**Objectif de l'exercice**:
D'après l'extrait ci-dessous sur le nouveau code de déontologie des pharmaciens, combien d'articles compte le projet adopté par l'ordre ?

**Extrait du document**:
S oumise à la consultation des pharmaciens en juillet, la possibilité d’introduire une clause de conscience dans le nouveau code de déontologie a été définitivement écartée du projet de refonte du texte suite aux polémiques de l’été. Mais ce n’est qu’un des aspects du texte adopté par l’ordre des pharmaciens mardi 6 septembre. Un texte qui a abouti à un code resserré s’appliquant à l’ensemble des pharmaciens (officine, industrie, biologie, distribution en gros). De fait, le projet ne comporte plus que 47 articles contre 77 aujourd’hui. Quant aux dispositions, elles sont beaucoup plus générales et ne prennent pas en compte les activités spécifiques. L’exemple le plus frappant est la définition de l’acte pharmaceutique : « On entend par acte pharmaceutique tout acte professionnel faisant appel à des compétences pharmaceutiques ». Et le pharmacien doit l’accomplir « selon les règles de bonnes pratiques correspondant à l’activité considérée et les données acquises de la science ». L’accent a également été mis sur l’indépendance professionnelle. Elle s’applique à tous les pharmaciens, libéraux ou salariés. Le code prévoit même que le pharmacien ne peut proposer ou accepter une rémunération fondée sur la productivité, le rendement ou un autre critère qui pourrait « porter atteinte à l’indépendance professionnelle ou à la qualité des actes pharmaceutiques ».

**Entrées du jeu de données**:
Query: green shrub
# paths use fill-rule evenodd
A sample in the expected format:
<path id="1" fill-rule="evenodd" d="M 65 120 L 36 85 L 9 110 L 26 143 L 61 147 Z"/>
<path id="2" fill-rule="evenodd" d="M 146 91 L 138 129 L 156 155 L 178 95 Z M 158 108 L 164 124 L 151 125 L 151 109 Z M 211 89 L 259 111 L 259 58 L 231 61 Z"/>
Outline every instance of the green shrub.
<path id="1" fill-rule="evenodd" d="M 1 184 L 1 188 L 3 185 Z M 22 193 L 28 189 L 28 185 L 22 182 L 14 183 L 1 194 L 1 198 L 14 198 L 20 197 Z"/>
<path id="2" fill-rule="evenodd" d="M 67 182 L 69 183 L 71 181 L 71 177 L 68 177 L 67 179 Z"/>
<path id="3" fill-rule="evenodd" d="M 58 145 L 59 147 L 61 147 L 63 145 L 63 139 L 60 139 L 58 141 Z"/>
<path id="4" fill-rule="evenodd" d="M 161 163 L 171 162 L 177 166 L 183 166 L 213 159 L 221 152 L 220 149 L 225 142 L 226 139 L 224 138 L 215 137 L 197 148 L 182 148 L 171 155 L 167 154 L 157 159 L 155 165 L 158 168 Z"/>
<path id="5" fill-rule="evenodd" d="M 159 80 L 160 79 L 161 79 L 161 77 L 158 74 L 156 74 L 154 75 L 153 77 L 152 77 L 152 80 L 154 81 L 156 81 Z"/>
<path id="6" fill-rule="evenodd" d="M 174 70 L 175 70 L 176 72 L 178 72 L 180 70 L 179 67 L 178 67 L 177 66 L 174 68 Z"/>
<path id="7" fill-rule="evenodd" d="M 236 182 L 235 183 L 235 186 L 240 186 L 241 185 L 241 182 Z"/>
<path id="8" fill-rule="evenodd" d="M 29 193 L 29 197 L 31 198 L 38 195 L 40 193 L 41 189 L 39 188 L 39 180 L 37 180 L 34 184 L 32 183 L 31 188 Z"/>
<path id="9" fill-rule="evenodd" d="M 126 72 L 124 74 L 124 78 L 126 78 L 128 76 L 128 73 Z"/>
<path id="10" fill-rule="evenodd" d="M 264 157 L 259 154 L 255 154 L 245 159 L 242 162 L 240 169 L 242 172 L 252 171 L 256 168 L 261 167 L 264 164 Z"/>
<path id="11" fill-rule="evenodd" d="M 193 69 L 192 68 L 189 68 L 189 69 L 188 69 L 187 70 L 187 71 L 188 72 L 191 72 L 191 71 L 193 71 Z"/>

**Résultat attendu**:
Le projet ne compte plus que 47 articles, contre 77 aujourd'hui.